>>>>
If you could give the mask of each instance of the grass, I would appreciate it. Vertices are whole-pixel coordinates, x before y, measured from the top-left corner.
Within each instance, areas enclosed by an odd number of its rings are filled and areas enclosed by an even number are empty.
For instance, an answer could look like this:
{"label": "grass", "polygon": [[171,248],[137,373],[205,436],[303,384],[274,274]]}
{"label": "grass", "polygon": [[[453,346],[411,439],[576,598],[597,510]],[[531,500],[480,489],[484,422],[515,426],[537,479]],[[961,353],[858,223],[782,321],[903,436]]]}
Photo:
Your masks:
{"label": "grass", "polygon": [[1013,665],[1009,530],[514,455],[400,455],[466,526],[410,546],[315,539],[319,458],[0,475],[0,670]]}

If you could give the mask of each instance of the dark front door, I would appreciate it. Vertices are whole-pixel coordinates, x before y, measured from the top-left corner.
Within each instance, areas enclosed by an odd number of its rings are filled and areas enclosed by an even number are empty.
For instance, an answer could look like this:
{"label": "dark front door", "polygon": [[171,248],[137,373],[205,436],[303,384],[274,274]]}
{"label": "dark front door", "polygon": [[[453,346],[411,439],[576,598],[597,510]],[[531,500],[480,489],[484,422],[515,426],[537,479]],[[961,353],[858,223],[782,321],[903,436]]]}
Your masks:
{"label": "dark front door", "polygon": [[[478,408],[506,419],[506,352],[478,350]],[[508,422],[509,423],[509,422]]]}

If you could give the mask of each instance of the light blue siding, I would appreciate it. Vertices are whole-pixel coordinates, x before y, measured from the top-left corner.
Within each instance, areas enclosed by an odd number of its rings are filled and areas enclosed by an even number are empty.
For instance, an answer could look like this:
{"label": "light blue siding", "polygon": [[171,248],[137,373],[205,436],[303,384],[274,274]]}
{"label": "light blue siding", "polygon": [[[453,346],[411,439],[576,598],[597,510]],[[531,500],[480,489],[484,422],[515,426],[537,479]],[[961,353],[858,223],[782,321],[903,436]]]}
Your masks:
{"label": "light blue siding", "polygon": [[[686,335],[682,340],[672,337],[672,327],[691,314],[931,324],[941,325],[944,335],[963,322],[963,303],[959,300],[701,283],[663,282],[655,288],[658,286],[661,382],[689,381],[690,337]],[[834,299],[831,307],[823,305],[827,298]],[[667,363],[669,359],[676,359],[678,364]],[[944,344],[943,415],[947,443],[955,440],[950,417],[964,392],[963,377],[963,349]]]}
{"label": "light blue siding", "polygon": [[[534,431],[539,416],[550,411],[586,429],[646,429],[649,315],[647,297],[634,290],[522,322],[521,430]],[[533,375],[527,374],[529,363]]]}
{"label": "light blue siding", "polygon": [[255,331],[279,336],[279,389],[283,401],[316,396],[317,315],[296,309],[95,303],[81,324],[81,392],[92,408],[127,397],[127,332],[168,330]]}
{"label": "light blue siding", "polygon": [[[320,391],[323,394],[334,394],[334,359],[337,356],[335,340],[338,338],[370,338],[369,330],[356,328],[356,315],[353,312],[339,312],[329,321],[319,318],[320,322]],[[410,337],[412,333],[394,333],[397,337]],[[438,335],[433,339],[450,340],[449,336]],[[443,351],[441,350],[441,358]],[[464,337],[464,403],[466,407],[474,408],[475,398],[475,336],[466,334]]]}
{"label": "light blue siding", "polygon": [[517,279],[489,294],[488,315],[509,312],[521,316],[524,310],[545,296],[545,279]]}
<<<<
Short problem
Reproduce the data verbatim, starting at the line that contains "of the light" and ending at the last line of the data, with both ends included.

The solution
If you could give the mask of each instance of the light blue siding, I would appreciate it. Vertices are whole-pixel coordinates, x before y, measured from the top-left corner.
Within each instance, areas enclosed by an odd number of its rings are filled and areas enclosed by an even number are empty.
For instance, an answer could look like this:
{"label": "light blue siding", "polygon": [[171,248],[137,373],[205,436],[303,384],[274,274]]}
{"label": "light blue siding", "polygon": [[[453,346],[411,439],[576,598],[597,510]],[[531,500],[480,489],[484,422],[515,426],[537,479]],[[961,353],[858,223],[782,321],[903,436]]]}
Your masks:
{"label": "light blue siding", "polygon": [[[686,335],[682,340],[672,337],[672,327],[691,314],[931,324],[941,325],[944,335],[963,322],[963,303],[959,300],[701,283],[663,282],[655,288],[658,286],[661,382],[689,381],[690,337]],[[834,299],[831,307],[823,305],[827,298]],[[667,363],[669,359],[676,359],[678,364]],[[944,344],[943,415],[947,443],[955,440],[950,417],[964,392],[963,377],[963,349]]]}
{"label": "light blue siding", "polygon": [[[534,431],[539,416],[550,411],[586,429],[646,429],[649,315],[647,297],[634,290],[522,322],[521,430]],[[533,375],[527,374],[529,363]]]}
{"label": "light blue siding", "polygon": [[255,331],[279,336],[279,389],[283,401],[316,396],[317,315],[296,309],[95,303],[81,324],[81,392],[92,408],[127,397],[127,332],[168,330]]}
{"label": "light blue siding", "polygon": [[[320,391],[323,394],[334,394],[334,359],[337,356],[335,340],[338,338],[370,338],[369,330],[356,328],[356,315],[353,312],[339,312],[329,321],[319,318],[320,322]],[[410,337],[412,333],[394,333],[397,337]],[[438,335],[433,339],[450,340],[449,336]],[[443,351],[441,350],[441,358]],[[464,337],[464,403],[466,407],[474,408],[475,398],[475,336],[466,334]]]}
{"label": "light blue siding", "polygon": [[517,279],[489,294],[488,315],[509,312],[521,316],[524,310],[545,296],[545,279]]}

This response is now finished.